→ Challenge: Return each line of the records below in which the string "shirt" appears.

→ Material shown:

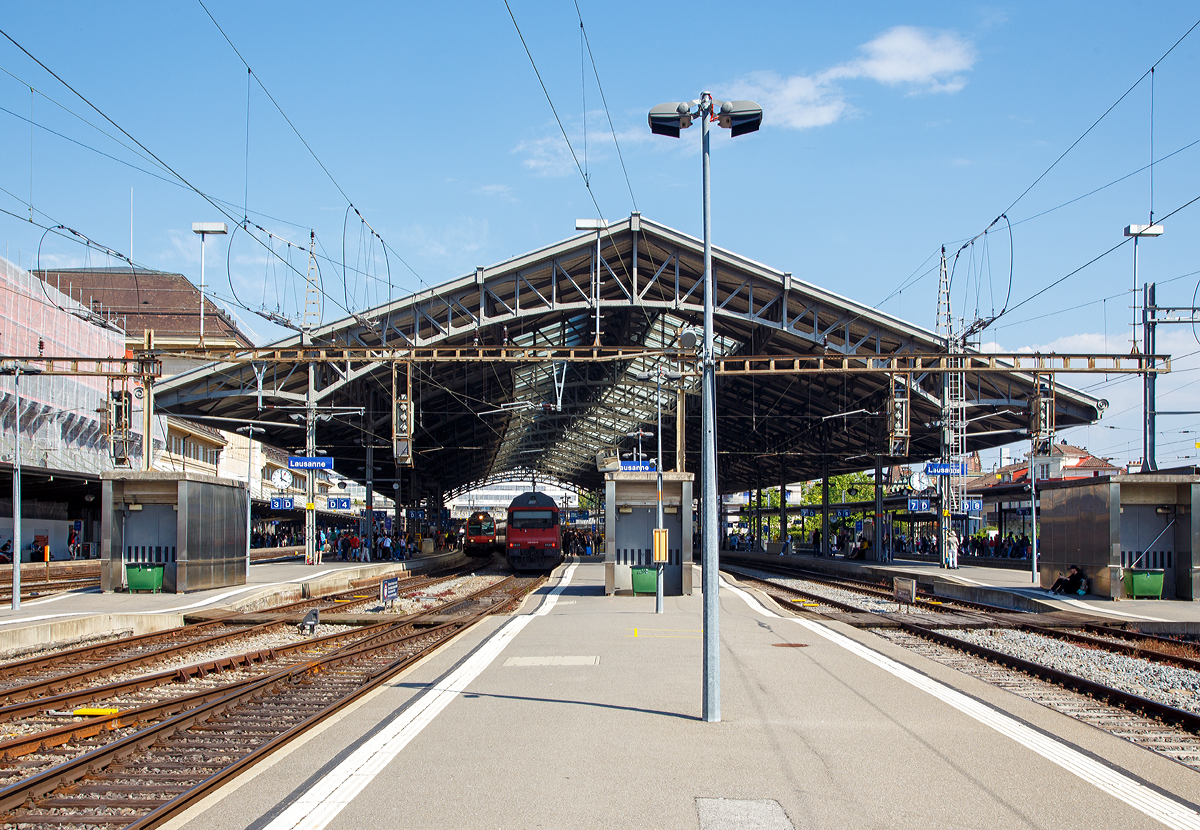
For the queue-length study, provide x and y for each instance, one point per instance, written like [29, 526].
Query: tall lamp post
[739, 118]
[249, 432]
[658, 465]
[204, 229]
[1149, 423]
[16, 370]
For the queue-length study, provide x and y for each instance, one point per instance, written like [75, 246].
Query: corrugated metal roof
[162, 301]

...

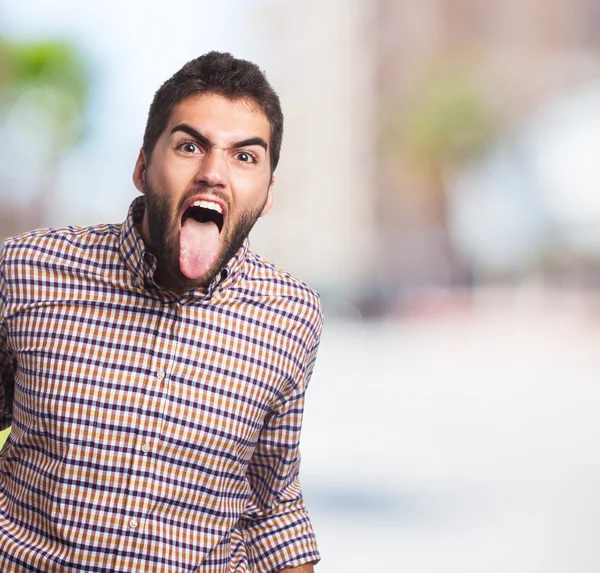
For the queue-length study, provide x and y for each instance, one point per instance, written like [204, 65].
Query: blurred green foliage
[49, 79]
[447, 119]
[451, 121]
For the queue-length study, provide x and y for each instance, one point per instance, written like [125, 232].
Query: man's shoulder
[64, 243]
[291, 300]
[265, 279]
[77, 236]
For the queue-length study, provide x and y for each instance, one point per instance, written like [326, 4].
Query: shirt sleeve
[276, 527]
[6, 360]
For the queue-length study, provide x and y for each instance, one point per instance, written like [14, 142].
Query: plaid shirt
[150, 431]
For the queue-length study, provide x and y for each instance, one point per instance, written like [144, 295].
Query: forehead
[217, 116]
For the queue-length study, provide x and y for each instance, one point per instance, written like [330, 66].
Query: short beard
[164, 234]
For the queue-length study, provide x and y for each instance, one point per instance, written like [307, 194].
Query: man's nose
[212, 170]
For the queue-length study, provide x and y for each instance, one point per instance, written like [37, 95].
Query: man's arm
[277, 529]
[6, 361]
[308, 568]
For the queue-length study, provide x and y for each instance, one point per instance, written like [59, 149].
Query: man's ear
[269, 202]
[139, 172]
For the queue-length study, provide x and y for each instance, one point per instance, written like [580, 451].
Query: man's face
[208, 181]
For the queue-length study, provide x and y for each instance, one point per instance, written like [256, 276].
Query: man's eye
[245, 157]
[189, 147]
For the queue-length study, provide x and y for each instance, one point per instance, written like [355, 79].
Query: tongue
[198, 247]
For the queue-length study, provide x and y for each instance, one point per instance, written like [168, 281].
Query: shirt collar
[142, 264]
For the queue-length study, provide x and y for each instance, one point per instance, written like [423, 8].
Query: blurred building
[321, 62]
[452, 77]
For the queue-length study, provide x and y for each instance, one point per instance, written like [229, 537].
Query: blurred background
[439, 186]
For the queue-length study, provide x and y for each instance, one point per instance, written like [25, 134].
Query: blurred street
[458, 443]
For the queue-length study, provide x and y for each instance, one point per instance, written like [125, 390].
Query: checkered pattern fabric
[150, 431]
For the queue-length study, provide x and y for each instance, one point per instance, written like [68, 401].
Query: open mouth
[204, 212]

→ Answer to this problem:
Query: shirt sleeve
Query: plaid shirt
Query: shirt collar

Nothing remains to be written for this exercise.